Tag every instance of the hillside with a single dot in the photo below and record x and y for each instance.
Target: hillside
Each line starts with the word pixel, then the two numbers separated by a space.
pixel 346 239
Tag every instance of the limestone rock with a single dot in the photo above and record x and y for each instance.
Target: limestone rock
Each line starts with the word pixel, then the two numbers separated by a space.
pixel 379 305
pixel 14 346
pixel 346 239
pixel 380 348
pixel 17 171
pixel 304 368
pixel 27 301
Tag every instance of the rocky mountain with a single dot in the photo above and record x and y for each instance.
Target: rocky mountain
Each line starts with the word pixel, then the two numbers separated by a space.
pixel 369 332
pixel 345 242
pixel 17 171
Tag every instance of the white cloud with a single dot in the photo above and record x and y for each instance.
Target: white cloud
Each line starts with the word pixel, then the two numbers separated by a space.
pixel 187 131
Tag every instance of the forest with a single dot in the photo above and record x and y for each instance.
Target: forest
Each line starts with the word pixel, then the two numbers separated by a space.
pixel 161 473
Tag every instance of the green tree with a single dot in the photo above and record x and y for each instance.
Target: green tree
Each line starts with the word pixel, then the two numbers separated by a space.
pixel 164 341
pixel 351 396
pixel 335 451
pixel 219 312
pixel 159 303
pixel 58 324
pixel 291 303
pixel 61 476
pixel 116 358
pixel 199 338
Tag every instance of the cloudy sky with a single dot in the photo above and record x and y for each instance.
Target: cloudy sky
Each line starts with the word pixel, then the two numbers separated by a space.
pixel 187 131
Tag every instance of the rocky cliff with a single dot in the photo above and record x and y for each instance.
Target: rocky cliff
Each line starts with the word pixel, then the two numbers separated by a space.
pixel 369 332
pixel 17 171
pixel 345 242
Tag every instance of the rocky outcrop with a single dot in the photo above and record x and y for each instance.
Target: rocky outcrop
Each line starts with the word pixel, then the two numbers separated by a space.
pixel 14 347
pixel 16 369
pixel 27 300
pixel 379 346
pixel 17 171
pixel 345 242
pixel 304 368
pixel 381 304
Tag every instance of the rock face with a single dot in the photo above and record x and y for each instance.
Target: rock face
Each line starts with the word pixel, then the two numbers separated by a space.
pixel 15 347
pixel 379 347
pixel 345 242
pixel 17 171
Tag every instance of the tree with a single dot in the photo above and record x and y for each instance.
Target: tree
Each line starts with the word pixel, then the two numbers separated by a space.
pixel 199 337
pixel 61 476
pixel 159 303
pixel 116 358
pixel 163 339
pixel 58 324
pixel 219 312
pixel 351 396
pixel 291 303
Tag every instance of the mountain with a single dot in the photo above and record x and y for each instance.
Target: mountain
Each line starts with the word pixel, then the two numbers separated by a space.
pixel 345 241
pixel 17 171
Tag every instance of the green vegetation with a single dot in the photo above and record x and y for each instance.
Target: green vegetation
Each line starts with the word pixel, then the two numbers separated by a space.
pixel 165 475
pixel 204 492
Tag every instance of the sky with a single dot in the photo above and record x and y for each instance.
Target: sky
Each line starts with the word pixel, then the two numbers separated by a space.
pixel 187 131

=== Exercise prompt ===
Please set down each line of the records exactly as given.

=== Exercise result ===
Tag every instance of the hillside with a single dot in the photo below and record x and y for each instance.
Target: hillside
Each line starts with the word pixel, then the two numbers separated by a space.
pixel 346 239
Tag every instance of the limestone rock with a single dot in the photo above and record x and y for each instance.
Target: limestone rock
Each line starts with the word pixel, then the two numbers separated by a space.
pixel 379 305
pixel 14 346
pixel 346 239
pixel 380 348
pixel 17 171
pixel 304 368
pixel 27 301
Tag every instance of the rocky mountain with a single dot in the photo above and record x and y for each instance.
Target: rocky mountain
Each line starts with the word pixel, then the two numbers separated by a space.
pixel 369 332
pixel 345 242
pixel 17 171
Tag every instance of the white cloud with a single dot in the photo above and record x and y for each instance.
Target: white cloud
Each line starts with the word pixel, then the two numbers separated by a space.
pixel 187 131
Tag every instance of the forest with a single dot in the photo above and record x and y for each instance.
Target: forest
Each line starts with the word pixel, then the two numbers separated by a space.
pixel 161 473
Tag every instance of the green tree with a single dot in the photo above and record x and y for each instance.
Target: green tree
Each line starts with the word pixel, then the two numbers separated by a space.
pixel 164 341
pixel 351 396
pixel 335 451
pixel 219 312
pixel 159 303
pixel 58 324
pixel 291 303
pixel 61 476
pixel 116 358
pixel 199 338
Tag every instance of the cloudy sky with a single dot in the photo above and record x and y for each instance.
Target: cloudy sky
Each line starts with the word pixel, then the two numbers separated by a space.
pixel 187 131
Tag every instance of the rocky cliff with a single dot in the photo above and record x and y for each instance.
Target: rocky cliff
Each line starts with the word pixel, then the two numbers separated by a space.
pixel 369 332
pixel 17 171
pixel 345 242
Tag every instance of the rocky outcrop with a single dot in the photo above and record x and y for each instance.
Target: rocky outcrop
Each line starts with the word pixel, then the two numbers separated by a space.
pixel 14 347
pixel 16 369
pixel 27 300
pixel 379 346
pixel 17 171
pixel 345 242
pixel 304 368
pixel 381 304
Tag every instance of the rock face with a single dot in the photo above and record x and y for each instance.
Target: rock face
Each line starts with the word pixel, then the two numbers separated by a space.
pixel 15 347
pixel 379 347
pixel 345 242
pixel 17 171
Tag every instance of the tree with a single dot in the photo above and record x and y for each instance.
Target: tree
Each line starts with the word pixel, then the two numbers separated by a space.
pixel 199 337
pixel 61 476
pixel 159 303
pixel 116 358
pixel 163 339
pixel 58 324
pixel 219 312
pixel 351 396
pixel 291 303
Tag every instance of the mountain with a single dot in the photo above and record x and y for each instance.
Target: mountain
Each line starts with the word pixel, then the two numbers separated by a space.
pixel 345 241
pixel 17 171
Tag every instance of the green vegetation with a single dot in the photo above and record x and y for each instance.
Target: green vegetation
Each line starts with the word pixel, then the two numbers separated by a space.
pixel 165 475
pixel 204 492
Tag every instance of the sky with a single dot in the photo above and record x and y for each instance.
Target: sky
Each line starts with the word pixel, then the two numbers separated by a space.
pixel 187 131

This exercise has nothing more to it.